Excerpts from point annotation data:
····················

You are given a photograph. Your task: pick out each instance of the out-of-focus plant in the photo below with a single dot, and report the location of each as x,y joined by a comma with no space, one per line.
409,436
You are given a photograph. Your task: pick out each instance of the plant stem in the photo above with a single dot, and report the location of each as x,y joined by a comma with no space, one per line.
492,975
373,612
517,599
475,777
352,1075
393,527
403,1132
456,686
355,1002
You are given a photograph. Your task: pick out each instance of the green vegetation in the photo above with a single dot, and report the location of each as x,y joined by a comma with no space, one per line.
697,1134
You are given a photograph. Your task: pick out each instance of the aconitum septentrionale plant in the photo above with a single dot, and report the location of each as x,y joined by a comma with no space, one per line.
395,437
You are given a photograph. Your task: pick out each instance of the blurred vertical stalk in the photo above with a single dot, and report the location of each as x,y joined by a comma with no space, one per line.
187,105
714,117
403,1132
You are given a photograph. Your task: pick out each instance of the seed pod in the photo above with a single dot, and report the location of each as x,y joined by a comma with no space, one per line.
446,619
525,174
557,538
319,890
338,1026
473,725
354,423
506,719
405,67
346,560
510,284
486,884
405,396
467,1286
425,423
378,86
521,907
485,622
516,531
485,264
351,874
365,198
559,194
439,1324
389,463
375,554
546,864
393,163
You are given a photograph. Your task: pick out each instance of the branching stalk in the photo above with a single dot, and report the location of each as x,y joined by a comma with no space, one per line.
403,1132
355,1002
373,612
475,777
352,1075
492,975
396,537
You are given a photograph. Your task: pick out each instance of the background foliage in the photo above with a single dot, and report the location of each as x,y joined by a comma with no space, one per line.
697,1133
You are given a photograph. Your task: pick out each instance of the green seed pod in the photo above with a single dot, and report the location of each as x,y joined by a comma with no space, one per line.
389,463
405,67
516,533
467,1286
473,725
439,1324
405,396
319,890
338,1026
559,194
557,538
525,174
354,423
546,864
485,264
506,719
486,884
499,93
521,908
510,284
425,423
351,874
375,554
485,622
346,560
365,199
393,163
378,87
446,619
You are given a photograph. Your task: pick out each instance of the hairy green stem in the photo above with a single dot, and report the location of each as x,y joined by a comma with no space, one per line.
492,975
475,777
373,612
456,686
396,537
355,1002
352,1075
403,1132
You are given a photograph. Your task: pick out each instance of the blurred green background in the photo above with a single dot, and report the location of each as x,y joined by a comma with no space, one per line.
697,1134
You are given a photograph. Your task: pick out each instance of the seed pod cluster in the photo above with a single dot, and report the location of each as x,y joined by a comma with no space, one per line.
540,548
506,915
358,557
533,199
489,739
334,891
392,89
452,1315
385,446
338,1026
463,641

····················

Rewrite the lines above as a two-column CSV with the headers text and answer. Give one row for each text line together with the coordinates that follow it, put each value in a single quoted field, and replace line breaks with spaces.

text,answer
"You are given a photograph. Your task: pick out each instance of the out-of-focus plant in the photo below with a single dot, and report the location of each as x,y joined by a comma with no space, one per line.","409,436"
"You are given a photograph. Your task: pick out each instance of the plant stem in the photo above with a single dot, and report the location of each as x,y joined by a comma with no space, one per line.","492,975 373,612 517,599 475,777 352,1075 393,527 403,1132 456,686 355,1002"
"You are given a photograph. Your task: pick out each instance of the green vegetation in the photo above with a single dot, and report the location of each as x,y joined by a comma with no space, one per line.","697,1134"
"You are given a photograph. Your task: pick out each instance of the aconitum septentrionale plant in the photo above with a single dot, and report the location of each as x,y joined by a comma with no space, one per line.","395,437"
"You are given a photograph. Your task: pick out each instance of the blurred vertical stalk in the photo above with a single dot, and report the location of each as x,y joined by a comma with no space, one per line.","187,105 714,117 403,1132"
"You are given a photograph. Your task: pick out each instance of the seed pod in the photo above with a single dot, and report the location of each as x,y joined by a comma with no space, one per line.","446,619 525,174 557,538 319,890 338,1026 473,725 354,423 506,719 405,67 346,560 510,284 486,884 405,396 467,1286 425,423 378,86 521,907 485,622 516,531 485,264 351,874 365,198 559,194 439,1324 389,463 375,554 546,864 393,163"
"You are given a photograph. Your task: pick out each instance of the branching stalk in the photo above with a single dot, and report the location of each as x,y joined by a comma with no space, one per line.","403,1132 355,1002 373,612 475,777 352,1075 492,975 396,537"
"You are given a photograph. Your task: pick out each instance of the background foliage in the photo above with a single dot, and report the location of each as x,y joined by a comma with no space, one per line.","697,1133"
"You are given a photograph. Your task: pick out each instance of the green seed pod in the photo above with a single dot, and report the location of each as x,y joined by a comma with no space, one per line.","389,463 405,67 516,533 467,1286 473,725 439,1324 405,396 319,890 338,1026 559,194 557,538 525,174 354,423 546,864 485,264 506,719 486,884 499,93 521,908 510,284 425,423 351,874 375,554 485,622 346,560 365,199 393,163 378,87 446,619"
"You are given a photograph. Your task: pick out each instance of the hairy green stem in the photo above with a single dot, and report the location of each as x,y joined by a comma with no space, one per line.","492,975 475,777 373,612 456,686 396,537 355,1002 352,1075 403,1132"
"You are given a photograph. Your task: pick out each instance of the blurred green background in the photo above with a single dot, and report the location of each as x,y joined by a comma with no space, one per line.","697,1134"
"You are given a photograph. Your task: pick out each instance of the seed pod cluster in the photo above with a single dot, and report the location of each as x,y joined by a comma with no space, one per line.","540,548 506,915 358,557 533,199 489,739 334,891 392,89 452,1315 385,446 338,1026 463,641"